**YOUR TASK**
Write every record out again exactly, and keep images out of it.

*** RECORDS ***

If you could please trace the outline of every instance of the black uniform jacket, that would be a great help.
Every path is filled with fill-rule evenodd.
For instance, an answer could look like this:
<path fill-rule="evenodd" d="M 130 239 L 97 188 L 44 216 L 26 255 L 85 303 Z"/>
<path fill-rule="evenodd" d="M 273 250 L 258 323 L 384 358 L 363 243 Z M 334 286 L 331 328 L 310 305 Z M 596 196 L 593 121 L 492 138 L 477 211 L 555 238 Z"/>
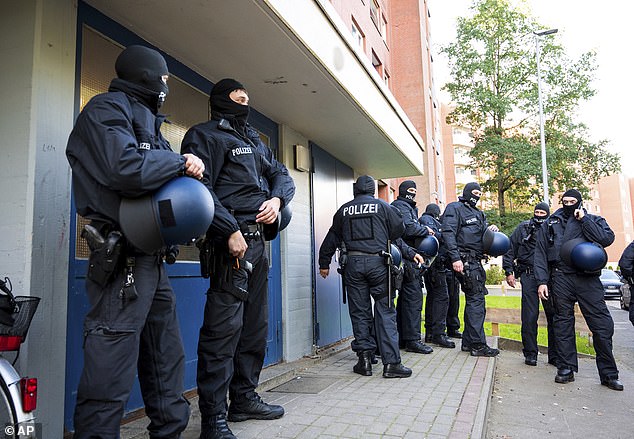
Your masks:
<path fill-rule="evenodd" d="M 228 237 L 240 229 L 235 217 L 254 220 L 264 201 L 278 197 L 283 207 L 295 194 L 286 168 L 253 133 L 248 130 L 243 137 L 226 120 L 212 119 L 193 126 L 183 138 L 181 152 L 205 163 L 203 181 L 215 205 L 213 234 Z"/>
<path fill-rule="evenodd" d="M 348 251 L 379 254 L 387 250 L 388 240 L 403 235 L 400 212 L 372 195 L 357 195 L 341 206 L 319 249 L 319 268 L 330 266 L 330 259 L 343 241 Z"/>
<path fill-rule="evenodd" d="M 515 271 L 515 267 L 518 267 L 520 272 L 533 268 L 535 239 L 540 226 L 541 224 L 531 218 L 519 223 L 511 233 L 511 247 L 502 258 L 502 268 L 507 276 Z"/>
<path fill-rule="evenodd" d="M 442 237 L 451 262 L 460 259 L 460 252 L 484 253 L 482 235 L 487 228 L 484 212 L 462 201 L 449 203 L 442 219 Z"/>
<path fill-rule="evenodd" d="M 630 242 L 630 245 L 625 247 L 621 259 L 619 259 L 619 267 L 621 268 L 621 274 L 627 279 L 632 278 L 632 270 L 634 270 L 634 242 Z"/>
<path fill-rule="evenodd" d="M 405 225 L 403 240 L 407 245 L 415 246 L 418 239 L 429 235 L 427 227 L 418 222 L 418 209 L 412 203 L 399 197 L 392 201 L 392 206 L 396 207 L 403 216 L 403 224 Z"/>
<path fill-rule="evenodd" d="M 80 215 L 118 224 L 121 197 L 145 195 L 183 172 L 185 158 L 159 131 L 164 119 L 119 91 L 86 104 L 66 147 Z"/>
<path fill-rule="evenodd" d="M 447 252 L 447 245 L 445 244 L 445 240 L 442 236 L 442 224 L 436 218 L 429 214 L 422 214 L 418 219 L 418 222 L 423 226 L 427 226 L 434 231 L 434 236 L 438 240 L 438 256 L 436 257 L 436 261 L 446 261 L 449 258 L 449 254 Z M 436 263 L 434 261 L 434 263 Z"/>
<path fill-rule="evenodd" d="M 566 265 L 559 255 L 562 244 L 575 238 L 584 238 L 607 247 L 614 242 L 614 232 L 600 216 L 586 213 L 579 221 L 572 216 L 566 218 L 564 210 L 557 209 L 537 232 L 533 268 L 538 285 L 548 283 L 549 267 L 557 267 L 564 273 L 577 272 Z"/>

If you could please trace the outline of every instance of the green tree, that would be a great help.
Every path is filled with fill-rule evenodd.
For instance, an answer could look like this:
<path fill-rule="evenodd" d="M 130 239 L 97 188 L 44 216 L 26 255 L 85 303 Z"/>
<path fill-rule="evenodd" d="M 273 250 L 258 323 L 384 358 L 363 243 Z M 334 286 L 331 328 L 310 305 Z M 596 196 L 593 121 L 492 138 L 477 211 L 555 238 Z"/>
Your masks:
<path fill-rule="evenodd" d="M 452 76 L 445 89 L 455 103 L 448 122 L 472 130 L 471 166 L 489 176 L 482 185 L 496 194 L 502 217 L 509 201 L 526 205 L 541 193 L 533 32 L 544 26 L 525 9 L 508 0 L 476 0 L 473 14 L 458 19 L 456 40 L 442 48 Z M 587 128 L 574 120 L 579 104 L 595 94 L 596 55 L 572 60 L 554 37 L 543 37 L 540 45 L 549 186 L 586 192 L 588 184 L 620 169 L 607 142 L 590 142 Z"/>

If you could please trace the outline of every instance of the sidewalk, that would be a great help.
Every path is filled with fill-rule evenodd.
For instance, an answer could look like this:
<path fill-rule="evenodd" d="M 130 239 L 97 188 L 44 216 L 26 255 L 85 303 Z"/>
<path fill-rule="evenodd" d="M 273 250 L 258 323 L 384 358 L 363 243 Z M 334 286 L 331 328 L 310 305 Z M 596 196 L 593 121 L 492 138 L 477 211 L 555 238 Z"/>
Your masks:
<path fill-rule="evenodd" d="M 575 381 L 555 383 L 557 369 L 546 355 L 537 367 L 521 352 L 504 350 L 496 362 L 488 416 L 489 438 L 632 438 L 634 419 L 634 327 L 618 302 L 609 301 L 614 320 L 614 356 L 625 390 L 602 386 L 594 358 L 579 358 Z"/>
<path fill-rule="evenodd" d="M 352 372 L 356 355 L 345 348 L 320 360 L 302 359 L 262 372 L 258 391 L 286 414 L 273 421 L 230 423 L 240 439 L 266 438 L 484 438 L 495 358 L 434 347 L 429 355 L 401 351 L 410 378 Z M 494 344 L 495 340 L 489 340 Z M 183 439 L 197 439 L 200 415 L 193 399 Z M 143 418 L 122 427 L 122 438 L 147 438 Z"/>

*** End of RECORDS ***

**ANSWER TO THE EXERCISE**
If you could please trace the outline of every instance of the black uniform jacket, that would be a great help.
Every path is filled with fill-rule evenodd.
For instance, an answer could look like this:
<path fill-rule="evenodd" d="M 130 239 L 97 188 L 44 216 L 26 255 L 85 303 Z"/>
<path fill-rule="evenodd" d="M 273 250 L 258 323 L 384 358 L 363 243 Z M 334 286 L 331 328 L 310 305 Z M 596 196 L 593 121 L 492 138 L 477 211 L 555 238 Z"/>
Your masks:
<path fill-rule="evenodd" d="M 228 237 L 240 229 L 235 217 L 254 220 L 264 201 L 278 197 L 283 207 L 295 194 L 286 168 L 253 133 L 248 130 L 243 137 L 226 120 L 212 119 L 193 126 L 183 138 L 181 152 L 205 163 L 203 181 L 215 205 L 213 234 Z"/>
<path fill-rule="evenodd" d="M 348 251 L 379 254 L 387 250 L 388 240 L 403 235 L 400 212 L 372 195 L 357 195 L 341 206 L 319 249 L 319 268 L 330 266 L 330 259 L 343 241 Z"/>
<path fill-rule="evenodd" d="M 515 271 L 515 267 L 518 267 L 520 272 L 533 268 L 535 239 L 540 226 L 541 224 L 531 218 L 519 223 L 511 233 L 511 247 L 502 258 L 502 268 L 507 276 Z"/>
<path fill-rule="evenodd" d="M 442 237 L 451 262 L 460 259 L 460 252 L 484 253 L 482 235 L 487 228 L 484 212 L 462 201 L 449 203 L 442 219 Z"/>
<path fill-rule="evenodd" d="M 630 242 L 630 245 L 625 247 L 621 259 L 619 259 L 619 267 L 621 268 L 621 274 L 627 279 L 632 278 L 632 270 L 634 270 L 634 242 Z"/>
<path fill-rule="evenodd" d="M 405 225 L 403 240 L 407 245 L 415 246 L 418 239 L 429 235 L 427 227 L 418 222 L 418 209 L 412 203 L 399 197 L 392 201 L 392 206 L 396 207 L 403 216 L 403 224 Z"/>
<path fill-rule="evenodd" d="M 80 215 L 118 224 L 121 197 L 145 195 L 183 172 L 185 158 L 159 131 L 164 119 L 119 91 L 86 104 L 66 147 Z"/>
<path fill-rule="evenodd" d="M 447 252 L 447 245 L 445 244 L 445 240 L 442 236 L 442 224 L 436 218 L 429 214 L 422 214 L 418 219 L 418 222 L 423 226 L 427 226 L 434 231 L 434 236 L 438 240 L 438 256 L 436 257 L 436 261 L 446 261 L 449 258 L 449 254 Z M 436 263 L 434 261 L 434 263 Z"/>
<path fill-rule="evenodd" d="M 566 265 L 559 255 L 562 244 L 575 238 L 584 238 L 607 247 L 614 242 L 614 232 L 600 216 L 586 213 L 579 221 L 572 216 L 566 218 L 564 210 L 557 209 L 537 232 L 533 268 L 538 285 L 548 283 L 549 267 L 557 267 L 564 273 L 577 272 Z"/>

If you could please trace the outline of every instance of the green tree, that would be a great help.
Every path is filled with fill-rule evenodd.
For instance, an answer could look like this:
<path fill-rule="evenodd" d="M 130 239 L 97 188 L 44 216 L 26 255 L 85 303 Z"/>
<path fill-rule="evenodd" d="M 273 250 L 258 323 L 384 358 L 363 243 Z M 334 286 L 331 328 L 310 305 Z M 596 196 L 593 121 L 492 138 L 477 211 L 555 238 Z"/>
Your masks:
<path fill-rule="evenodd" d="M 452 76 L 445 89 L 455 103 L 448 122 L 472 130 L 471 166 L 489 176 L 482 185 L 496 194 L 502 217 L 509 201 L 526 205 L 541 193 L 533 32 L 544 26 L 525 9 L 508 0 L 476 0 L 473 14 L 458 19 L 456 40 L 442 48 Z M 587 128 L 574 120 L 579 104 L 595 94 L 596 55 L 572 60 L 554 37 L 543 37 L 540 45 L 549 186 L 586 192 L 588 184 L 620 169 L 607 142 L 590 142 Z"/>

If you could please trace the outline of every instance of the sidewalk, that would be a great help.
Every path is filled with fill-rule evenodd.
For instance, an answer could look like this:
<path fill-rule="evenodd" d="M 130 239 L 97 188 L 44 216 L 26 255 L 85 303 Z"/>
<path fill-rule="evenodd" d="M 273 250 L 258 323 L 384 358 L 363 243 Z M 334 286 L 331 328 L 310 305 Z M 596 196 L 593 121 L 492 138 L 477 211 L 555 238 Z"/>
Your masks:
<path fill-rule="evenodd" d="M 575 381 L 555 383 L 557 369 L 546 355 L 537 367 L 521 352 L 504 350 L 496 362 L 488 416 L 489 438 L 632 438 L 634 419 L 634 327 L 618 302 L 609 301 L 614 320 L 614 356 L 625 390 L 602 386 L 594 358 L 579 358 Z"/>
<path fill-rule="evenodd" d="M 352 372 L 356 355 L 345 348 L 320 360 L 302 359 L 262 372 L 258 391 L 286 414 L 273 421 L 230 423 L 240 439 L 266 438 L 484 438 L 495 358 L 434 347 L 429 355 L 401 351 L 410 378 Z M 494 344 L 495 340 L 489 340 Z M 183 439 L 197 439 L 200 415 L 193 399 Z M 143 418 L 122 427 L 122 438 L 147 438 Z"/>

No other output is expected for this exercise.